» **Reading text**
BEGIN

The unique combination of geophysical attributes of slope, altitude and climate play a defining role in shaping a mountain range’s cultural and biological features. The same characteristics that provide mountain communities with the challenges of poverty, inaccessibility, diversity, and fragility also constitute a nexus of common interests. An extraordinary commonality among mountain communities transcends the South-North divide. Mountain peoples from Switzerland to Nepal to Bolivia list among their highest priorities the maintenance of their cultural integrity, higher value added for the products produced in mountain areas for lowland consumption, and regulation of the influx of commercial entrepreneurs and tourists in places considered to be the home or sacred sites of mountain peoples.
Although generalizations are fraught with risk, they are often an essential starting point in any useful analysis. In general, the unique characteristics of mountain peoples and ecosystems include economic and legal marginalization, isolation, transboundary location, diversity of livelihood strategies, cultural diversity, and environmental sensitivity and diversity.
Mountain communities from the North American Appalachians to the highlands of southwestern China share a high incidence of poverty. People who live in mountainous regions often have lower food intake and productive capacities. This is due to, among other things, low soil fertility, shorter vegetation periods, smaller plots of arable land size, climatic vagaries, and higher caloric requirements related to lower oxygen content in the air.
Of course, not all mountain peoples are poor. There are a growing number of affluent individuals and communities in some mountain areas, especially in western Europe and in the North American Rocky Mountains. But most mountain peoples subsist on the edge of survival, struggling day to day to meet basic human needs for food and fuel. The number of counties listed as poor under China’s national poverty elimination program are in mountainous areas. Parts of the Tibetan Plateau, Peru and Bolivia experience chronic food deficits due to an inability of highland communities to produce enough grain and other crops.

END

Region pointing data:
BEGIN

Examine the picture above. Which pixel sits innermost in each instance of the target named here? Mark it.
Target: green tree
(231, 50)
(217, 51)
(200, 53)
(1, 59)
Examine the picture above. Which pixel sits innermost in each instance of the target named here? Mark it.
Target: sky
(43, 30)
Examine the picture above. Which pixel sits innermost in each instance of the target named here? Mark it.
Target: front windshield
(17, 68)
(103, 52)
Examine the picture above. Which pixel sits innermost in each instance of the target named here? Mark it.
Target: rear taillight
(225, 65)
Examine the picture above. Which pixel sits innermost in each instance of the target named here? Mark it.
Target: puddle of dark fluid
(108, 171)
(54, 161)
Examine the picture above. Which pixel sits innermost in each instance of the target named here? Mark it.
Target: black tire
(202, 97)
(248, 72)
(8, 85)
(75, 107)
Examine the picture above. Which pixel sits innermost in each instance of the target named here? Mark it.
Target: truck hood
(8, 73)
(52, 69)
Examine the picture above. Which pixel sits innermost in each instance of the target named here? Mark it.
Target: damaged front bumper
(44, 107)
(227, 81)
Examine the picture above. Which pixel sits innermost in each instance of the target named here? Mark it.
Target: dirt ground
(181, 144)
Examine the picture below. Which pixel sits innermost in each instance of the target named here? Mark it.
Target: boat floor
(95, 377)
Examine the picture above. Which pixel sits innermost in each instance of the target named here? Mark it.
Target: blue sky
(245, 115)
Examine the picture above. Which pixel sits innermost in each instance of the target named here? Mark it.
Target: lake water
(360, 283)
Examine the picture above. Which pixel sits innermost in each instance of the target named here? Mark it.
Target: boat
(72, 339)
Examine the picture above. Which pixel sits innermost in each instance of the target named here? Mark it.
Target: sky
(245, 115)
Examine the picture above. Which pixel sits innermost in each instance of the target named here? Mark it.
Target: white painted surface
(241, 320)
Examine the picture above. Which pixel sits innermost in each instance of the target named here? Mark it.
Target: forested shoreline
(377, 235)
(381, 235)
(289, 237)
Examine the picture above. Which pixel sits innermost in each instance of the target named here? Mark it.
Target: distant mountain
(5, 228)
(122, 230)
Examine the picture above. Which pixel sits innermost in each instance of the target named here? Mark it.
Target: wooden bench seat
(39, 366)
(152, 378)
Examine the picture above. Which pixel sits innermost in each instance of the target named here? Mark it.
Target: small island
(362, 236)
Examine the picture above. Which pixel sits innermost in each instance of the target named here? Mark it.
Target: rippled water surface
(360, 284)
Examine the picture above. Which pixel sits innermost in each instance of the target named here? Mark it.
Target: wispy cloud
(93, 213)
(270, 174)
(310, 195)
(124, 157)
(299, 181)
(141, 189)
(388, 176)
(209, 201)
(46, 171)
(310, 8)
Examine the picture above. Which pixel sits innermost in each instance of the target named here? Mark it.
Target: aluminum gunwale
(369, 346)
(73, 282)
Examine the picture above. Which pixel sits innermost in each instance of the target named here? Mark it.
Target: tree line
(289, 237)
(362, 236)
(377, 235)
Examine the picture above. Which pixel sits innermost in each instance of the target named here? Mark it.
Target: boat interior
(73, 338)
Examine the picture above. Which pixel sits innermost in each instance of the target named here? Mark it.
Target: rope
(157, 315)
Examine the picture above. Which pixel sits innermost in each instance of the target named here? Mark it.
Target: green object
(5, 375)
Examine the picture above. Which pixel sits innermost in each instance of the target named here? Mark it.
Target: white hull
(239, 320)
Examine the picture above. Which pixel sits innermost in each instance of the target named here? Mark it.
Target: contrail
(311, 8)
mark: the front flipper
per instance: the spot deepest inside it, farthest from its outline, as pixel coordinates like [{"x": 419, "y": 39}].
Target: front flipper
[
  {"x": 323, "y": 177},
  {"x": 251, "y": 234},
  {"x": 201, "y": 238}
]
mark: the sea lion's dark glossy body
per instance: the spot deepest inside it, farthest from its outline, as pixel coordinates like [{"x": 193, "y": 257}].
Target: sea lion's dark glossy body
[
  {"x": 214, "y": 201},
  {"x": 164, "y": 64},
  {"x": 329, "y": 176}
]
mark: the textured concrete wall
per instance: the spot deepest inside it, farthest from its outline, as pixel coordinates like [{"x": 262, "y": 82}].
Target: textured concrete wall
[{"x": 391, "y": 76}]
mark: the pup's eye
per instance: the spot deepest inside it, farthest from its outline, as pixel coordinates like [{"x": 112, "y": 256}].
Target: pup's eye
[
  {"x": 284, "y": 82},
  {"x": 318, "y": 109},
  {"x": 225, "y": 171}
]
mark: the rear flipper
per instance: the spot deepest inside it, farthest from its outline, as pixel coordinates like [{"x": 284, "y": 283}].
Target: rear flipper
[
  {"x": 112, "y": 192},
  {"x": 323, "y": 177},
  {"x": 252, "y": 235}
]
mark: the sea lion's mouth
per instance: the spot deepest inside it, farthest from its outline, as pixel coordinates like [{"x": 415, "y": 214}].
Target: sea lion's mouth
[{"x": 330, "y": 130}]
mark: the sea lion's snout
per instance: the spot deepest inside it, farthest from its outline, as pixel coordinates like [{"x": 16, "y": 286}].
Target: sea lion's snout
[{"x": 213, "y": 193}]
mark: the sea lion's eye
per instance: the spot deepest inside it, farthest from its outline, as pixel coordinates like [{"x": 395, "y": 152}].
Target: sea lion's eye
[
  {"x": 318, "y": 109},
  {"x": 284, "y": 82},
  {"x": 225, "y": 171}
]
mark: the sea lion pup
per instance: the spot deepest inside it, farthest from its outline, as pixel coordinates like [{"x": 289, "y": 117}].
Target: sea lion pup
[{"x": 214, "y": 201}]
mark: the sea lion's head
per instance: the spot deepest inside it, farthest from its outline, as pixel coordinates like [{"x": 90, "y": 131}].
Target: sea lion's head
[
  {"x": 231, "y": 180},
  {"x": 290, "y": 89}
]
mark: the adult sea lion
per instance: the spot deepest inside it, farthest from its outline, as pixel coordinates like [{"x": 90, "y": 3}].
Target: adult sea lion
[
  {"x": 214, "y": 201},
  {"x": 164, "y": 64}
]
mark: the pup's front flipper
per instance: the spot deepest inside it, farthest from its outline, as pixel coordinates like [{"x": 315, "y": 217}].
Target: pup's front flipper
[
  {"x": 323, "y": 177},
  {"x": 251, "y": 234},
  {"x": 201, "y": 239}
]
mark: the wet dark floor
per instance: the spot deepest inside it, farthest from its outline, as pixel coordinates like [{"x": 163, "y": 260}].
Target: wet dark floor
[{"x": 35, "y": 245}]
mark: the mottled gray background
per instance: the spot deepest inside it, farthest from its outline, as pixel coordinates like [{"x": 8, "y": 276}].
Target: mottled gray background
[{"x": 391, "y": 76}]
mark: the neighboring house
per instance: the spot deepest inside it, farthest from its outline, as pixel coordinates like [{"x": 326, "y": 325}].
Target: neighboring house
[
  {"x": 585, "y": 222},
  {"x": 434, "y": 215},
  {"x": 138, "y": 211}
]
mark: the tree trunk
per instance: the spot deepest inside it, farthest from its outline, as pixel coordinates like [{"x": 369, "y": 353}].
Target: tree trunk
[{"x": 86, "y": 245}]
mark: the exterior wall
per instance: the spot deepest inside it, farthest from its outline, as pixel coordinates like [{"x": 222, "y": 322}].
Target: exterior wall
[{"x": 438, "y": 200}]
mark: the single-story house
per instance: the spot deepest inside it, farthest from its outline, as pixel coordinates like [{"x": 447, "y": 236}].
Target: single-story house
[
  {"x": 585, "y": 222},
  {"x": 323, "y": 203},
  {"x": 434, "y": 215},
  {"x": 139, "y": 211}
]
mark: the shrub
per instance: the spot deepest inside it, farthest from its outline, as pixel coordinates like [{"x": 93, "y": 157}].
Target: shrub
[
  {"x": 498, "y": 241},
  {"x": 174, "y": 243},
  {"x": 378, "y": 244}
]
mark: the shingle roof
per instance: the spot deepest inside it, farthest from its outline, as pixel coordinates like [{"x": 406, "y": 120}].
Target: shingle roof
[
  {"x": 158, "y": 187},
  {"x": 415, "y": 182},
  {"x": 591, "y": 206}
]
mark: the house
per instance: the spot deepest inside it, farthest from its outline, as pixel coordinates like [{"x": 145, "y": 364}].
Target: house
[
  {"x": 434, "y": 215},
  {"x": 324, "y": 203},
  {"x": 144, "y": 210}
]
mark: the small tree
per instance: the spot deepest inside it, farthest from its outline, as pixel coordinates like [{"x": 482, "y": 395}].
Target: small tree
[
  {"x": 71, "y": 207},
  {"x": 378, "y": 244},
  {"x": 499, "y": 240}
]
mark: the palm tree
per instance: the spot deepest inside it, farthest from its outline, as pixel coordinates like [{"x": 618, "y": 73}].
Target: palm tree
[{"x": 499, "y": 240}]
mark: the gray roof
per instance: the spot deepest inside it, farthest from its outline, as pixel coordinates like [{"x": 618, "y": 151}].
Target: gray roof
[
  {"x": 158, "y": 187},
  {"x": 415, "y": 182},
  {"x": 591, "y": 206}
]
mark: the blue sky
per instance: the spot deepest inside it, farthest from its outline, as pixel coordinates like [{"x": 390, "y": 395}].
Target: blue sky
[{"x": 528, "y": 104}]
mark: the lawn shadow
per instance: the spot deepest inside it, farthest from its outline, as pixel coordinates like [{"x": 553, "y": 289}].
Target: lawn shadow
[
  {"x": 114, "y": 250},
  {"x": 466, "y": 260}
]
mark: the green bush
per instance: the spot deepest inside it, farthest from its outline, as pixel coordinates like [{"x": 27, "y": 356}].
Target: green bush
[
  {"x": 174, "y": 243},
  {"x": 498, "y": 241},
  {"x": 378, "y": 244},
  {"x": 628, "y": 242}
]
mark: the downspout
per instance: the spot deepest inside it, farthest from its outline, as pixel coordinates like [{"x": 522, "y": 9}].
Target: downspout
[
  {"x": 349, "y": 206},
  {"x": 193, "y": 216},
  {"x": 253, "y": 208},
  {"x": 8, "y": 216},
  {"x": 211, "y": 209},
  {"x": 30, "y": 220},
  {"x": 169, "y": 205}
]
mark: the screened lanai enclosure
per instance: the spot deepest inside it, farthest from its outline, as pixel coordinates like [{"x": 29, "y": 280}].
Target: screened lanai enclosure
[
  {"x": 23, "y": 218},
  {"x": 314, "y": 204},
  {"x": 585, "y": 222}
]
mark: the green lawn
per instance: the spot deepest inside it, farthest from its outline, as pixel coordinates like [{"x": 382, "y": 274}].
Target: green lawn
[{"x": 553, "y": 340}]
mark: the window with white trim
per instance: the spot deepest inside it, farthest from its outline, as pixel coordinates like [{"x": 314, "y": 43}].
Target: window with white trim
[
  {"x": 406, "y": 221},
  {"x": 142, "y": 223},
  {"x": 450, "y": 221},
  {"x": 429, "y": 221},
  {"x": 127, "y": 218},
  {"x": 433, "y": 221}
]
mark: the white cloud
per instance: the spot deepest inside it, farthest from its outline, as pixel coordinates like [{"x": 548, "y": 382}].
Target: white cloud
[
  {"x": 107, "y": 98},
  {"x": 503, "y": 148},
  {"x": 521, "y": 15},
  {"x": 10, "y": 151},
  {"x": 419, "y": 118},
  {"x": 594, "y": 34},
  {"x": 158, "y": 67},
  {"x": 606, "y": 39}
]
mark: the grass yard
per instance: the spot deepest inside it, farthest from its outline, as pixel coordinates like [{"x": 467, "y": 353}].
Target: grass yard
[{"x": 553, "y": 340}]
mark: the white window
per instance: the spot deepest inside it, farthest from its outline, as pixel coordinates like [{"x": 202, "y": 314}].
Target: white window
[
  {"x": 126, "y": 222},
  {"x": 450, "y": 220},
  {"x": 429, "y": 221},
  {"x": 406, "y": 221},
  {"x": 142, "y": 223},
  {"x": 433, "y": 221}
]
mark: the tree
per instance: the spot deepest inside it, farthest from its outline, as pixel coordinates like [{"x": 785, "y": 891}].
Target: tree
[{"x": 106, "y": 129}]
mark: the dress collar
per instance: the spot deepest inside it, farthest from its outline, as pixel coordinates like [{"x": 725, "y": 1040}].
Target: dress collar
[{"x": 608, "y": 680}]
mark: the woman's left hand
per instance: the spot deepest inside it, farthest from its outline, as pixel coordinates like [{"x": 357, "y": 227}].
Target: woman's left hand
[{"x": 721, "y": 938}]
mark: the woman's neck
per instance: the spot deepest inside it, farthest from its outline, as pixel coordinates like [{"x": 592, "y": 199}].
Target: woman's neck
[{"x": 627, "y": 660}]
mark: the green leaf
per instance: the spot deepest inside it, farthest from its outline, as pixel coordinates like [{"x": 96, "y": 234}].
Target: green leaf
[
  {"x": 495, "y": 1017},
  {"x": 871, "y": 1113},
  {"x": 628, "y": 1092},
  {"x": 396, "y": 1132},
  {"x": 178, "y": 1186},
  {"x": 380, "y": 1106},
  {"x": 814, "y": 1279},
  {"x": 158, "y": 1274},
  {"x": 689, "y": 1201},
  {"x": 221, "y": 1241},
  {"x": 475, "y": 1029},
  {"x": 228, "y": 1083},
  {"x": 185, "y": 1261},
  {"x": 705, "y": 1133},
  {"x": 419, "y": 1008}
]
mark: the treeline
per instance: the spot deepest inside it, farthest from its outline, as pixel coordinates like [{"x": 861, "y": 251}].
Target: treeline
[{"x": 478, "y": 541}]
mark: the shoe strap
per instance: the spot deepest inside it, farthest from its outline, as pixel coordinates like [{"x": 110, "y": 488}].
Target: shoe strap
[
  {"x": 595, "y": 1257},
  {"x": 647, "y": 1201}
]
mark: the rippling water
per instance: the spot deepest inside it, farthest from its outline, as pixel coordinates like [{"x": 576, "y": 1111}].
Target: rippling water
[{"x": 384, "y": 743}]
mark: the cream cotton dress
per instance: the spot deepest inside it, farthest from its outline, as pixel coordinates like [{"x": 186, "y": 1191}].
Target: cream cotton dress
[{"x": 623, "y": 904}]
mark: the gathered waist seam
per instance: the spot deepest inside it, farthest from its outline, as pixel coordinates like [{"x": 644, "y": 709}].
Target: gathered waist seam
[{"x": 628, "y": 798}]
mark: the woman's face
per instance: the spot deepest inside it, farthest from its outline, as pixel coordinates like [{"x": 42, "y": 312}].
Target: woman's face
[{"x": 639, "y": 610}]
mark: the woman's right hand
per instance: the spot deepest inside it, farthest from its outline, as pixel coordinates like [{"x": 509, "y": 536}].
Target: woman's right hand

END

According to the text on mountain peoples, which places experience chronic food deficits?

Parts of the Tibetan Plateau, Peru and Bolivia